# START OF SUPPLIED MATERIAL
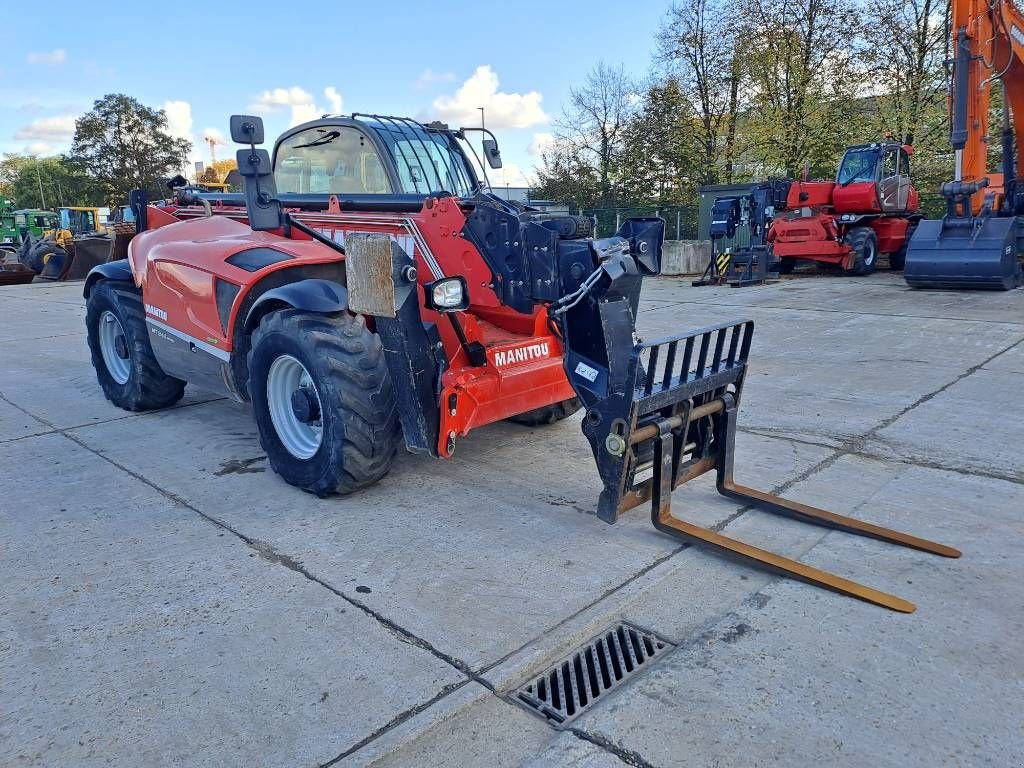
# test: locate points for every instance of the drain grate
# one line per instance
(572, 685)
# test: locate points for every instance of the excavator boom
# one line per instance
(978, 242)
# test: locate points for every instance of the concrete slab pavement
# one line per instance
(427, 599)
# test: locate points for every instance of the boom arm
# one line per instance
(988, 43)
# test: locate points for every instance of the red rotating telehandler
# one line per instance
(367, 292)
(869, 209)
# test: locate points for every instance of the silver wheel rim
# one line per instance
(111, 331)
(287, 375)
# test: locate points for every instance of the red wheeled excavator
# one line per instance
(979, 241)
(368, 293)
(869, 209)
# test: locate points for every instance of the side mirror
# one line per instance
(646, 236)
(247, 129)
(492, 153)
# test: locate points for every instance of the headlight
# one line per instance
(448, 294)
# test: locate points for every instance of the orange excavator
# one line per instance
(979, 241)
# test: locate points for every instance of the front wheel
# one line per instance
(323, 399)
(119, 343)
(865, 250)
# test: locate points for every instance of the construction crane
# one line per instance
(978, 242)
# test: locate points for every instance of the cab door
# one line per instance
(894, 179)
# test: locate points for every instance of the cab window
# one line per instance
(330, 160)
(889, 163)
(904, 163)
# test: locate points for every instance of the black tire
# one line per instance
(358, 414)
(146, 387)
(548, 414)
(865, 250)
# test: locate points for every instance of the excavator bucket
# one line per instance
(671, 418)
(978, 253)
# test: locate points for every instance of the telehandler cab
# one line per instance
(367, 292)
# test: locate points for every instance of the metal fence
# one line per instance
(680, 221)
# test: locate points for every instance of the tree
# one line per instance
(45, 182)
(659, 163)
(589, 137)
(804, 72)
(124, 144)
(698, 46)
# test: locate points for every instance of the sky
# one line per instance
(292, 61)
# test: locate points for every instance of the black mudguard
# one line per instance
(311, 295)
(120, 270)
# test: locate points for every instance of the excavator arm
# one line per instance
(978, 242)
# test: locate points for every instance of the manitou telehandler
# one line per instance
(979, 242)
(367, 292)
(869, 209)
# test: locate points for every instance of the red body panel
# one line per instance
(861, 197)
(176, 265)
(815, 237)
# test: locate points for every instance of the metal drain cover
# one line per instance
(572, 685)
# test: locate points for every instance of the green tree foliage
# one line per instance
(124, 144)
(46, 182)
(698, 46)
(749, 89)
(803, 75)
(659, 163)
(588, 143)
# END OF SUPPLIED MATERIAL
• WHAT YOU NEED TO DO
Please rewrite the listing from the line with "# test: locate points for every instance of the black mudguard" through its last line, requests included, and raise every coordinate in the answers by 28.

• SOLUTION TO THIS PROBLEM
# test: locate points for every instance of the black mudguard
# one line per instance
(339, 323)
(148, 298)
# test: locate points for every instance of the excavator arm
# one line per instance
(1006, 270)
# test: locate points for every instance of the manitou telehandler
# one line per instance
(1007, 270)
(395, 320)
(897, 237)
# test: locate points for every instance of the red body panel
# one line per instance
(889, 225)
(204, 293)
(843, 265)
# test: locate points for every instance of the metal drain cover
# one line per instance
(600, 713)
# test: locate points for every instance of the green tree foliage
# one line per instance
(152, 172)
(74, 210)
(726, 74)
(777, 117)
(831, 103)
(687, 191)
(616, 171)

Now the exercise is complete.